▶ What the task asks: Quote the whole listing exactly. Leave the pictures out of your copy.

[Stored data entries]
————

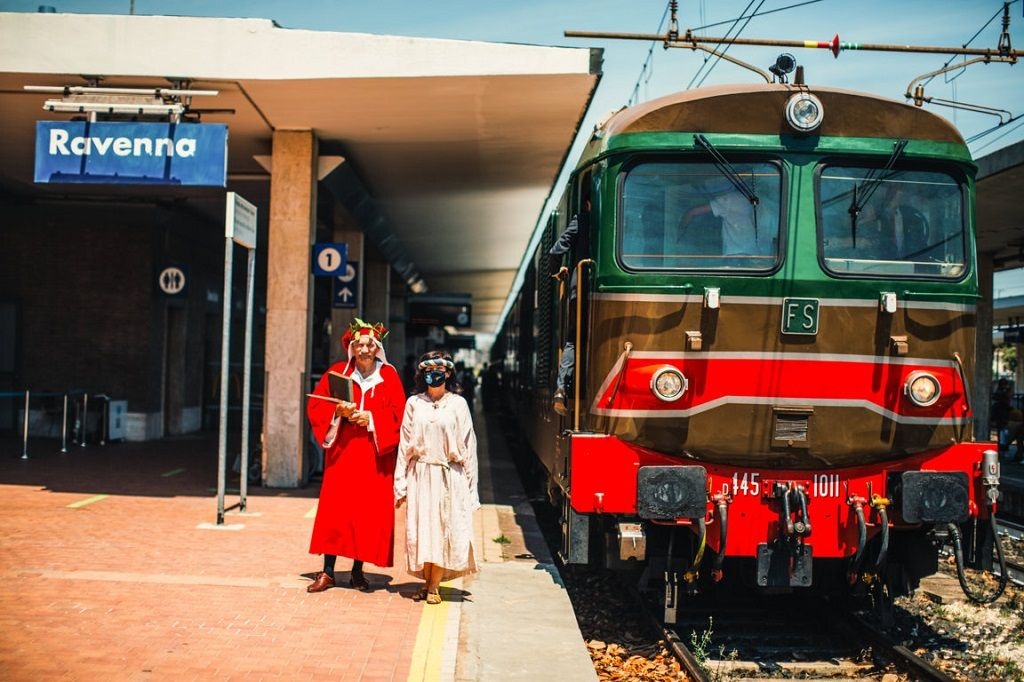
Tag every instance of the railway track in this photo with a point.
(795, 643)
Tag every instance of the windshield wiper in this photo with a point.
(862, 193)
(726, 169)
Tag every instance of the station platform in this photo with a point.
(112, 566)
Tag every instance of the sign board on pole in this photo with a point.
(118, 153)
(330, 259)
(345, 289)
(173, 281)
(241, 221)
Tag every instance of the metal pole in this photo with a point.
(246, 382)
(104, 419)
(85, 417)
(25, 434)
(225, 356)
(64, 427)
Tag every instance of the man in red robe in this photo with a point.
(355, 514)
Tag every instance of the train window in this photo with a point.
(691, 216)
(907, 223)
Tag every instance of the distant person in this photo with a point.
(573, 242)
(436, 473)
(893, 228)
(999, 415)
(1015, 434)
(740, 235)
(488, 386)
(467, 382)
(355, 516)
(409, 373)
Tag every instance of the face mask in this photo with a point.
(434, 378)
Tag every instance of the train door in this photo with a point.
(8, 345)
(571, 316)
(174, 371)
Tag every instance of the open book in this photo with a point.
(340, 386)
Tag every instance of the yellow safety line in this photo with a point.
(429, 647)
(87, 501)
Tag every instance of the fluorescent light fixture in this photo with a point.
(111, 108)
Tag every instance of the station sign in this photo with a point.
(430, 310)
(116, 153)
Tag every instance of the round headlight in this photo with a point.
(804, 112)
(923, 388)
(668, 383)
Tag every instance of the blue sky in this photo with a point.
(543, 22)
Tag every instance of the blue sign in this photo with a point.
(330, 259)
(111, 153)
(345, 292)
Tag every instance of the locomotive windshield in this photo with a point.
(891, 223)
(692, 216)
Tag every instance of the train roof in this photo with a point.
(759, 109)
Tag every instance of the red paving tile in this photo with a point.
(128, 588)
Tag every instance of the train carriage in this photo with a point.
(775, 321)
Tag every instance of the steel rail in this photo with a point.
(899, 654)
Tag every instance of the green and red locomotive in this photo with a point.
(774, 318)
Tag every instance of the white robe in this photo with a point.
(436, 471)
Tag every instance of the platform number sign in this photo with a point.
(330, 259)
(800, 315)
(172, 281)
(345, 290)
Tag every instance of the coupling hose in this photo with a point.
(958, 553)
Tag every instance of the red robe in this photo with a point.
(355, 514)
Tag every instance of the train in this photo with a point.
(773, 315)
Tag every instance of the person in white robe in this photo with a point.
(436, 474)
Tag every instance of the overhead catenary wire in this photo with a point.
(648, 60)
(764, 13)
(729, 42)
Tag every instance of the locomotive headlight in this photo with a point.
(804, 112)
(922, 388)
(669, 384)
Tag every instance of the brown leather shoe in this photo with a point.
(322, 583)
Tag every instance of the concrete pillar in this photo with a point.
(289, 306)
(982, 397)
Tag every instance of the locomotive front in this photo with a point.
(778, 334)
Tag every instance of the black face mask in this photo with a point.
(435, 378)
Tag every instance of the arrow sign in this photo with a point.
(346, 287)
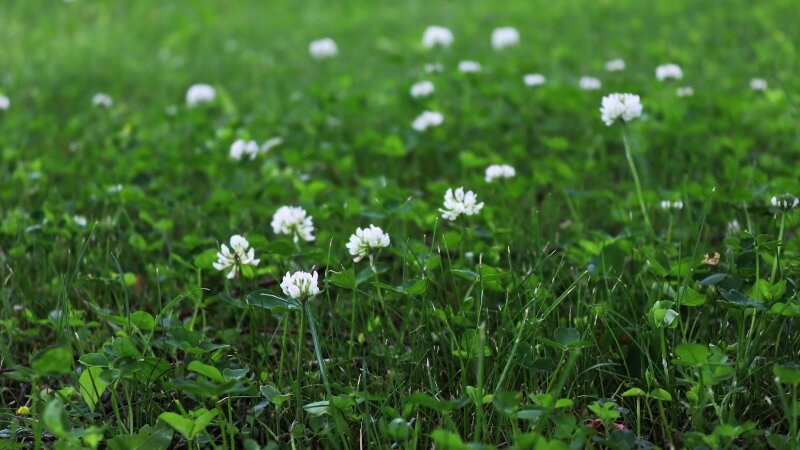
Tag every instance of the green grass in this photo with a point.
(555, 318)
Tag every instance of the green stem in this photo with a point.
(635, 175)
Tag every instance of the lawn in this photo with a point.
(309, 224)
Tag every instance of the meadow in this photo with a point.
(412, 225)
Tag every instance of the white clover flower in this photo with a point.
(469, 67)
(504, 37)
(458, 203)
(428, 119)
(589, 83)
(436, 36)
(433, 68)
(534, 79)
(102, 100)
(667, 204)
(733, 228)
(365, 241)
(758, 84)
(620, 106)
(300, 285)
(241, 148)
(200, 93)
(785, 202)
(323, 48)
(668, 71)
(293, 221)
(422, 89)
(615, 65)
(496, 171)
(80, 221)
(237, 256)
(684, 91)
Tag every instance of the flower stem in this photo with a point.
(635, 175)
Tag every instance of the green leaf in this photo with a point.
(692, 354)
(566, 336)
(787, 373)
(55, 419)
(147, 438)
(91, 386)
(53, 361)
(207, 371)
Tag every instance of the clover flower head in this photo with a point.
(422, 89)
(615, 65)
(323, 48)
(497, 171)
(733, 228)
(785, 202)
(669, 204)
(469, 67)
(102, 100)
(241, 148)
(428, 119)
(684, 91)
(758, 84)
(436, 36)
(504, 37)
(433, 68)
(365, 241)
(232, 259)
(669, 71)
(200, 93)
(300, 285)
(589, 83)
(293, 221)
(534, 79)
(460, 202)
(620, 106)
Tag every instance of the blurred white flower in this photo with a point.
(366, 240)
(300, 285)
(758, 84)
(458, 203)
(237, 256)
(422, 89)
(428, 119)
(270, 143)
(668, 71)
(80, 221)
(785, 202)
(615, 65)
(589, 83)
(433, 68)
(620, 106)
(436, 36)
(323, 48)
(733, 228)
(667, 204)
(103, 100)
(534, 79)
(200, 93)
(241, 148)
(469, 67)
(496, 171)
(293, 221)
(504, 37)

————

▶ Full answer:
Tag every instance of the railway track in this photo with a point.
(795, 643)
Tag every instance of the windshield wiper in this photo with a point.
(862, 193)
(726, 169)
Tag every instance of the station platform in this photo with a point.
(112, 566)
Tag every instance of the sign board on pole in this photo with a point.
(118, 153)
(330, 259)
(345, 289)
(173, 281)
(241, 221)
Tag every instance of the metal pole in this photo with a point.
(246, 382)
(104, 419)
(85, 417)
(25, 434)
(225, 356)
(64, 427)
Tag every instance of the man in red robe in this photo with a point.
(355, 514)
Tag every instance of the train window in this photo with a point.
(691, 216)
(907, 223)
Tag every instance of the distant person in this photo with a point.
(573, 242)
(436, 473)
(893, 228)
(999, 415)
(1015, 434)
(740, 235)
(488, 386)
(467, 382)
(355, 516)
(409, 373)
Tag every instance of the face mask in this photo with a point.
(434, 378)
Tag every instance of the train door in this photo with a point.
(8, 345)
(571, 316)
(174, 371)
Tag every instance of the open book in this photo with a point.
(340, 386)
Tag every instance of the yellow safety line in this photo with a point.
(429, 647)
(87, 501)
Tag every instance of the fluorescent light fixture in this photo with a point.
(111, 108)
Tag every instance of the station sign in this photo with a point.
(430, 310)
(116, 153)
Tag every instance of the round headlight in this photo with a point.
(804, 112)
(923, 388)
(668, 383)
Tag every instance of the blue sky in this photo with a point.
(543, 22)
Tag every instance of the blue sign in this photo with a point.
(330, 259)
(111, 153)
(345, 292)
Tag every instance of the locomotive windshield in this photo with a point.
(891, 223)
(692, 216)
Tag every instance of the train roof in this photo with a point.
(759, 109)
Tag every instance of the red paving tile in this photo with a point.
(128, 588)
Tag every instance of the train carriage in this photo with a point.
(775, 321)
Tag every instance of the steel rail in this photo with a point.
(899, 654)
Tag every instance of the green and red locomotive in this photo with a point.
(774, 318)
Tag every instance of the white robe in this photo with a point.
(436, 471)
Tag every instance of the platform number sign in this photo with a point.
(330, 259)
(800, 315)
(172, 281)
(345, 290)
Tag every instance of the coupling hose in this photo with a point.
(958, 553)
Tag every instance of the red robe in this photo with a point.
(355, 514)
Tag every instance of the train in this photo with a point.
(773, 315)
Tag every instance of the person in white robe in this photo with a point.
(436, 474)
Tag every instance of the overhead catenary wire in this photo with a point.
(648, 60)
(764, 13)
(729, 42)
Tag every instance of the locomotive headlight in this photo with a point.
(804, 112)
(922, 388)
(669, 384)
Tag every instance of the brown leather shoe in this photo with a point.
(322, 583)
Tag every instance of the concrete pillar in this photo with a point.
(289, 306)
(982, 397)
Tag every instance of the locomotive front in this photo with a point.
(778, 334)
Tag every instance of the black face mask in this photo with a point.
(435, 378)
Tag every instance of the arrow sign in this photo with a point.
(346, 287)
Tag every instance of the green grass in this photo with a point.
(555, 318)
Tag every instance of the green stem in this photo with a point.
(635, 175)
Tag every instance of the lawn in this photo with a point.
(309, 224)
Tag every instance of the meadow in this photo with a point.
(412, 225)
Tag every instance of the white clover flower in this photo with a point.
(469, 67)
(504, 37)
(458, 203)
(428, 119)
(589, 83)
(436, 36)
(433, 68)
(534, 79)
(102, 100)
(667, 204)
(733, 228)
(365, 241)
(758, 84)
(620, 106)
(300, 285)
(241, 148)
(200, 93)
(785, 202)
(323, 48)
(668, 71)
(293, 221)
(422, 89)
(615, 65)
(496, 171)
(80, 221)
(237, 256)
(684, 91)
Tag every instance of the flower stem in this photo with a point.
(635, 175)
Tag every instance of the green leaf in this photo with a point.
(692, 354)
(566, 336)
(787, 373)
(55, 419)
(147, 438)
(91, 386)
(53, 361)
(207, 371)
Tag every instance of the clover flower head in this photo with a point.
(422, 89)
(615, 65)
(323, 48)
(497, 171)
(733, 228)
(785, 202)
(669, 204)
(469, 67)
(102, 100)
(241, 148)
(428, 119)
(684, 91)
(758, 84)
(436, 36)
(504, 37)
(433, 68)
(365, 241)
(232, 259)
(669, 71)
(200, 93)
(300, 285)
(589, 83)
(293, 221)
(534, 79)
(460, 202)
(620, 106)
Tag every instance of the blurred white flower in this photo with a point.
(366, 240)
(300, 285)
(758, 84)
(458, 203)
(237, 256)
(422, 89)
(428, 119)
(270, 143)
(668, 71)
(80, 221)
(785, 202)
(615, 65)
(589, 83)
(433, 68)
(620, 106)
(436, 36)
(323, 48)
(733, 228)
(667, 204)
(103, 100)
(534, 79)
(200, 93)
(241, 148)
(469, 67)
(496, 171)
(293, 221)
(504, 37)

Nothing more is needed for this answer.